::: The data :::

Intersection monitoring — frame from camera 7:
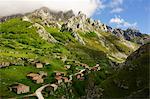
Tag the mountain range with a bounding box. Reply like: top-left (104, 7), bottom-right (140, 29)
top-left (0, 7), bottom-right (150, 99)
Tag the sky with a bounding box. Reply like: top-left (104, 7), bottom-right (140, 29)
top-left (0, 0), bottom-right (150, 34)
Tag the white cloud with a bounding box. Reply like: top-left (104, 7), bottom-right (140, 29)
top-left (109, 0), bottom-right (123, 8)
top-left (0, 0), bottom-right (104, 16)
top-left (111, 8), bottom-right (123, 13)
top-left (109, 16), bottom-right (137, 28)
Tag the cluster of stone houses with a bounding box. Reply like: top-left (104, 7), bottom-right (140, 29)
top-left (9, 83), bottom-right (30, 94)
top-left (27, 71), bottom-right (47, 84)
top-left (9, 62), bottom-right (100, 94)
top-left (55, 71), bottom-right (71, 84)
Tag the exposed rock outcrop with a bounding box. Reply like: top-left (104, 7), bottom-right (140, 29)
top-left (33, 23), bottom-right (57, 43)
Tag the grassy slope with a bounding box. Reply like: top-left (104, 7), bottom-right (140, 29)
top-left (0, 18), bottom-right (142, 97)
top-left (0, 18), bottom-right (108, 97)
top-left (101, 45), bottom-right (150, 98)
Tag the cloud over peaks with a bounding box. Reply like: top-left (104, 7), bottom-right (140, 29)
top-left (109, 16), bottom-right (137, 28)
top-left (0, 0), bottom-right (102, 16)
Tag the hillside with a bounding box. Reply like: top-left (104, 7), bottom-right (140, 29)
top-left (0, 7), bottom-right (149, 98)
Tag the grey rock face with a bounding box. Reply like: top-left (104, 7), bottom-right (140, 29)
top-left (29, 7), bottom-right (75, 21)
top-left (33, 23), bottom-right (57, 43)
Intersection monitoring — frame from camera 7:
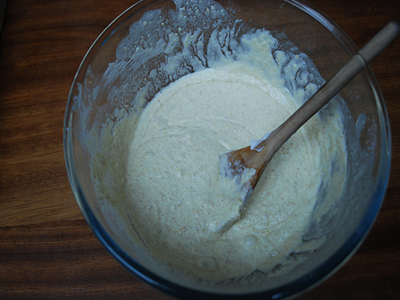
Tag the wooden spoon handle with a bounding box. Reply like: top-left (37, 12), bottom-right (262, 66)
top-left (262, 21), bottom-right (400, 153)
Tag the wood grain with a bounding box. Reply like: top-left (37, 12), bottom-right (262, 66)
top-left (0, 0), bottom-right (400, 300)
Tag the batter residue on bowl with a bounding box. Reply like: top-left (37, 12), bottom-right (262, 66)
top-left (86, 1), bottom-right (346, 288)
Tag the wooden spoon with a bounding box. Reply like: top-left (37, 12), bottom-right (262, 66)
top-left (220, 21), bottom-right (400, 231)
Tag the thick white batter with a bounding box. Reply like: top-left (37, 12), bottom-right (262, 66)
top-left (88, 2), bottom-right (346, 283)
top-left (115, 63), bottom-right (343, 280)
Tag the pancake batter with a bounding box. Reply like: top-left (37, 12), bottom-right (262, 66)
top-left (88, 1), bottom-right (346, 284)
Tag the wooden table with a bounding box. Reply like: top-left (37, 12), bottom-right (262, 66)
top-left (0, 0), bottom-right (400, 300)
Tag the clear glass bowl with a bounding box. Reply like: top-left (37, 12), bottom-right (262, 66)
top-left (64, 0), bottom-right (391, 299)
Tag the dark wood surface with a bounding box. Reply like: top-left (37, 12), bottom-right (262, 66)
top-left (0, 0), bottom-right (400, 300)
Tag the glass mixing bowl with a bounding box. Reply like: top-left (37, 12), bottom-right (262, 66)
top-left (64, 0), bottom-right (391, 299)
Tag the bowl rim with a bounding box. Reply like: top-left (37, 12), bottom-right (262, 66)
top-left (63, 0), bottom-right (392, 300)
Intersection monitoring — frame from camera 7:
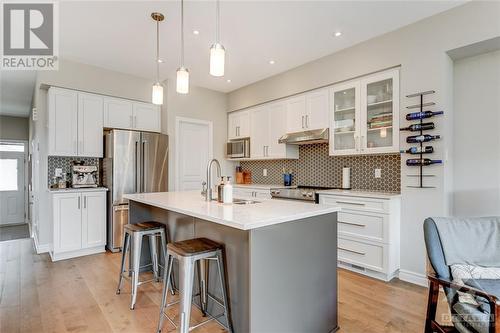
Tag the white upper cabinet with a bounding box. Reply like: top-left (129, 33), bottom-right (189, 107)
top-left (360, 70), bottom-right (399, 154)
top-left (78, 93), bottom-right (104, 157)
top-left (47, 88), bottom-right (78, 156)
top-left (283, 95), bottom-right (306, 134)
top-left (104, 97), bottom-right (134, 129)
top-left (330, 70), bottom-right (399, 155)
top-left (305, 89), bottom-right (330, 130)
top-left (133, 102), bottom-right (161, 132)
top-left (250, 106), bottom-right (269, 158)
top-left (227, 110), bottom-right (250, 140)
top-left (250, 101), bottom-right (299, 159)
top-left (329, 81), bottom-right (360, 155)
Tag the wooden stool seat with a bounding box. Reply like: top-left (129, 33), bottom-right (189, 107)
top-left (123, 222), bottom-right (165, 232)
top-left (167, 238), bottom-right (222, 257)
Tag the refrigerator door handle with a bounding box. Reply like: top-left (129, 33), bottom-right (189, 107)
top-left (141, 140), bottom-right (148, 192)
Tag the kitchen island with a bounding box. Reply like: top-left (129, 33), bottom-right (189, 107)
top-left (125, 192), bottom-right (340, 333)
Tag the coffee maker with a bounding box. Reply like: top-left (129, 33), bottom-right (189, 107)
top-left (72, 165), bottom-right (97, 188)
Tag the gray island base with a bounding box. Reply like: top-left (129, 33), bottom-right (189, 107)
top-left (129, 195), bottom-right (338, 333)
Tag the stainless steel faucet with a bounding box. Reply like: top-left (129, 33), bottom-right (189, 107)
top-left (205, 158), bottom-right (221, 201)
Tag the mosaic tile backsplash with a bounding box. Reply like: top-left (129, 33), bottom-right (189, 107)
top-left (240, 144), bottom-right (401, 192)
top-left (47, 156), bottom-right (100, 187)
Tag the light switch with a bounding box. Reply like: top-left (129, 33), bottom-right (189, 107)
top-left (54, 168), bottom-right (62, 177)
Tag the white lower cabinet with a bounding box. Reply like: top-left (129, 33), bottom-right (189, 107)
top-left (50, 191), bottom-right (106, 261)
top-left (319, 194), bottom-right (400, 281)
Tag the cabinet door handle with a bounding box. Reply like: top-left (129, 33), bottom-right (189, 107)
top-left (338, 221), bottom-right (366, 228)
top-left (338, 246), bottom-right (366, 256)
top-left (337, 200), bottom-right (365, 206)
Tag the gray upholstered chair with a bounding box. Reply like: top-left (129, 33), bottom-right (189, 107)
top-left (424, 218), bottom-right (500, 333)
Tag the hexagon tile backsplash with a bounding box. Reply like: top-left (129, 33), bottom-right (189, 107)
top-left (47, 156), bottom-right (100, 187)
top-left (240, 144), bottom-right (401, 192)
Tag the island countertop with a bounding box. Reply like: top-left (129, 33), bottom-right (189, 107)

:::

- What to work on
Gather every line of the data file above that contains the word "cloud".

- Correct output
Tag the white cloud with a bounding box. Reply like: top-left (104, 7), bottom-right (140, 29)
Tag the cloud over peaks with a bounding box. Reply like: top-left (104, 7), bottom-right (140, 29)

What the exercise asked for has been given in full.